# STATED PROBLEM A
Repeat word for word the stretch of the records from the line containing "of the green" through the end of the records.

----- EXTRACT PROVIDED

Reducing Time to Value for Data Science Projects: Part 2

In part 1 of this series we spoke about creating re-usable code assets that can be deployed across multiple projects. Leveraging a centralised repository of common data science steps ensures that experiments can be carried out quicker and with greater confidence in the results. A streamlined experimentation phase is critical in ensuring that you deliver value to the business as quickly as possible.

In this article I want to focus on how you can increase the velocity at which you can experiment. You may have 10s–100s of ideas for different setups that you want to try, and carrying them out efficiently will greatly increase your productivity. Carrying out a full retraining when model performance decays and exploring the inclusion of new features when they become available are just some situations where being able to quickly iterate over experiments becomes a great boon.

We Need To Talk About Notebooks (Again)

While Jupyter Notebooks are a great way to teach yourself about libraries and concepts, they can easily be misused and become a crutch that actively stands in the way of fast model development. Consider the case of a data scientist moving onto a new project. The first steps are typically to open up a new notebook and begin some exploratory data analysis. Understanding what kind of data you have available to you, doing some simple summary statistics, understanding your outcome and finally some simple visualisations to understand the relationship between the features and outcome. These steps are a useful endeavour as better understanding your data is critical before you begin the experimentation process.

The issue with this isn’t in the EDA itself, but what comes after. What normally happens is the data scientist moves on and instantly opens a new notebook to begin writing their experiment framework, normally starting with data transformations. This is typically done via re-using code snippets from their EDA notebook by copying from one to the other. Once they have their first notebook ready, it is then executed and the results are either saved locally or written to an external location. This data is then picked up by another notebook and processed further, such as by feature selection and then written back out. This process repeats itself until your experiment pipeline is formed of 5-6 notebooks which need to be triggered sequentially by a data scientist in order for a single experiment to be run.

Chaining notebooks together is an inefficient process. Image by author

With such a manual approach to experimentation, iterating over ideas and trying out different scenarios becomes a labour intensive task. You end up with parallelization at the human-level, where whole teams of data scientists devote themselves to running experiments by having local copies of the notebooks and diligently editing their code to try different setups. The results are then added to a report, where once experimentation has finished the best performing setup is found amongst all others.

All of this is not sustainable. Team members going off sick or taking holidays, running experiments overnight hoping the notebook doesn’t crash and forgetting what experimental setups you have done and are still to do. These should not be worries that you have when running an experiment. Thankfully there is a better way that involves being able to iterate over ideas in a structured and methodical manner at scale. All of this will greatly simplify the experimentation phase of your project and greatly decrease its time to value.

----------
----- RECORDED DATA

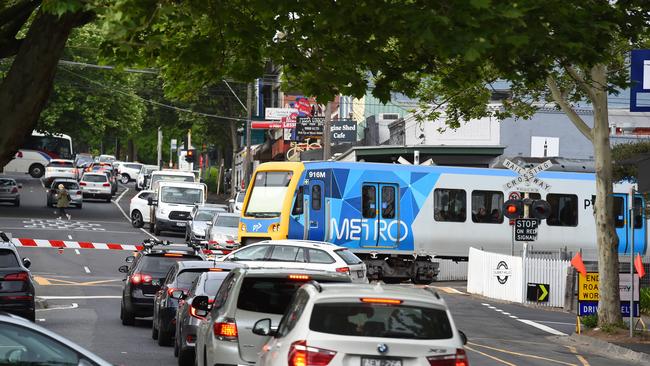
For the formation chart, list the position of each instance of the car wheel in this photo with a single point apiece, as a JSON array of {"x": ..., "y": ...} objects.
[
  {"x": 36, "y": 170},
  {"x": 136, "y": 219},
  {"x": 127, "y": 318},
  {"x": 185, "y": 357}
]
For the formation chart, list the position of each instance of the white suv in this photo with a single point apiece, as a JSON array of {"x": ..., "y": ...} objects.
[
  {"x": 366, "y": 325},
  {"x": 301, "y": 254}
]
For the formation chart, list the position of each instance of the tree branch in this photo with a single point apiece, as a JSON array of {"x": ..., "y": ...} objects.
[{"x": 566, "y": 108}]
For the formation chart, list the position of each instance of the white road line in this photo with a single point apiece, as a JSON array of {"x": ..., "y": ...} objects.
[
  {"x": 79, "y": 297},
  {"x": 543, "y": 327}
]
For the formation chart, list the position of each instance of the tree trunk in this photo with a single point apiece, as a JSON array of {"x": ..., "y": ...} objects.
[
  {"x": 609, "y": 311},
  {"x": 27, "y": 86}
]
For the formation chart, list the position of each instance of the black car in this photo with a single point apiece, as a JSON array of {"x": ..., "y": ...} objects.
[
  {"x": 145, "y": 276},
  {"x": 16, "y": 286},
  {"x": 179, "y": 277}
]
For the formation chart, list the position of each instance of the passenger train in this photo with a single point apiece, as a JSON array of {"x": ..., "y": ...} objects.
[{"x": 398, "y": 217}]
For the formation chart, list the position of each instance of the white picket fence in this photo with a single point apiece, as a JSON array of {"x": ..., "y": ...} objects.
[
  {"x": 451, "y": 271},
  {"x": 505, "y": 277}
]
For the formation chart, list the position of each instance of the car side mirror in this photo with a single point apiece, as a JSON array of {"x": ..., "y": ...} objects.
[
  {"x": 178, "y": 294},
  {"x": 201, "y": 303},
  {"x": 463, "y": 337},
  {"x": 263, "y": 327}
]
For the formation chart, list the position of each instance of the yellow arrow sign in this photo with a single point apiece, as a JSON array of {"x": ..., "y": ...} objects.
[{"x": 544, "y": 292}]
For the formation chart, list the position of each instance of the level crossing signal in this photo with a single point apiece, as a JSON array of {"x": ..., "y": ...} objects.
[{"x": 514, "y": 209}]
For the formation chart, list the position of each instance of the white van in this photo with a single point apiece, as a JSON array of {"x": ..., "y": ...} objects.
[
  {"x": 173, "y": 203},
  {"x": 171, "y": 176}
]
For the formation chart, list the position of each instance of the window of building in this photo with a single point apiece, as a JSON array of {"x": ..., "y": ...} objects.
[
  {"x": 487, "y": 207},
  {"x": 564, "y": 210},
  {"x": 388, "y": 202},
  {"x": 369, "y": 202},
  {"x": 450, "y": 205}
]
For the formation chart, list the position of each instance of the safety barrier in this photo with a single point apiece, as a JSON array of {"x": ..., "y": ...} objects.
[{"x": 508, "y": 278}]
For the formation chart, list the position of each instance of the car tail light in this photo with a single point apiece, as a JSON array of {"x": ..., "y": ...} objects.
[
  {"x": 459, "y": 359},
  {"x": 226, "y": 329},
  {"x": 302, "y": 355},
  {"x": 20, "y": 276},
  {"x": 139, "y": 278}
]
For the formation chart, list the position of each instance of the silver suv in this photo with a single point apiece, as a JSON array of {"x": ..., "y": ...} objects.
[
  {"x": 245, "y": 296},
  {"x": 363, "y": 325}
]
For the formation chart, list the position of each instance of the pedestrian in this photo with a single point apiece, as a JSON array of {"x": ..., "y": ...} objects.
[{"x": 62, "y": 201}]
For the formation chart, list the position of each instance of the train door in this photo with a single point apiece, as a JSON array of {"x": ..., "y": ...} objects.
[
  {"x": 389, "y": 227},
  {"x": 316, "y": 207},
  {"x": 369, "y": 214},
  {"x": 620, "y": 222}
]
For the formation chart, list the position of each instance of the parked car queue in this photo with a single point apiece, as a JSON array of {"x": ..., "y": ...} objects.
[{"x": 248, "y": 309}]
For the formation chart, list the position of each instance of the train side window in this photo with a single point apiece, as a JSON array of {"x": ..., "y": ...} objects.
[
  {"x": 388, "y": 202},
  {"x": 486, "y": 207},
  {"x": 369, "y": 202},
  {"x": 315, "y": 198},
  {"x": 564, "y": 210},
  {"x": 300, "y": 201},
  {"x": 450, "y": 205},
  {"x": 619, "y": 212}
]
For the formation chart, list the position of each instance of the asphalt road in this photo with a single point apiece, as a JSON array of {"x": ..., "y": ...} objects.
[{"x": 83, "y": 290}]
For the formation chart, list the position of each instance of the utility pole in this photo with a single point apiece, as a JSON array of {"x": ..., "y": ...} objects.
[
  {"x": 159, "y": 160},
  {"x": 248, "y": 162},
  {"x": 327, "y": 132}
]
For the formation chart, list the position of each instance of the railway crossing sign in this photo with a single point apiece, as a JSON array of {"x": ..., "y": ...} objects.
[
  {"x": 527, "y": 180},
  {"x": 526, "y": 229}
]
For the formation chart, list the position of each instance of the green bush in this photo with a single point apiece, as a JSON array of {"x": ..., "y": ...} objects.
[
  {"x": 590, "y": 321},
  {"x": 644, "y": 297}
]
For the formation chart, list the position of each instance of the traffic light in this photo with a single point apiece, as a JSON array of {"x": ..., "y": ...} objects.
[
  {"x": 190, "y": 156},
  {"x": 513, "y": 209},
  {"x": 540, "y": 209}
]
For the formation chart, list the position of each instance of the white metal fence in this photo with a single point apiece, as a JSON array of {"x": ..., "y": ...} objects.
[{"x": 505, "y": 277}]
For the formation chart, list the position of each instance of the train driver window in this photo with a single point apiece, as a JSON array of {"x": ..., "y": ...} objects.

----------

# STATED PROBLEM B
Duplicate the stretch of the data science article from "We Need To Talk" through "the experimentation process." without changing a word.

# EXERCISE ANSWER A
For the formation chart, list the position of each instance of the green bush in this photo with a single point apiece, as a JSON array of {"x": ..., "y": ...} objects.
[
  {"x": 590, "y": 321},
  {"x": 644, "y": 297}
]
For the formation chart, list the position of each instance of the traffic light in this photo with a single point apiece, as a JSON array of {"x": ..., "y": ...} objects.
[
  {"x": 190, "y": 156},
  {"x": 513, "y": 209},
  {"x": 540, "y": 209}
]
For the formation chart, list the position of each instance of the white metal fence in this photo with a single point apiece, as a JSON array of {"x": ..., "y": ...} objects.
[{"x": 505, "y": 277}]
For the formation chart, list the position of each instance of the train driver window in this photo with a single point apiece, as a JSON array of {"x": ..., "y": ...} objects.

# EXERCISE ANSWER B
We Need To Talk About Notebooks (Again)

While Jupyter Notebooks are a great way to teach yourself about libraries and concepts, they can easily be misused and become a crutch that actively stands in the way of fast model development. Consider the case of a data scientist moving onto a new project. The first steps are typically to open up a new notebook and begin some exploratory data analysis. Understanding what kind of data you have available to you, doing some simple summary statistics, understanding your outcome and finally some simple visualisations to understand the relationship between the features and outcome. These steps are a useful endeavour as better understanding your data is critical before you begin the experimentation process.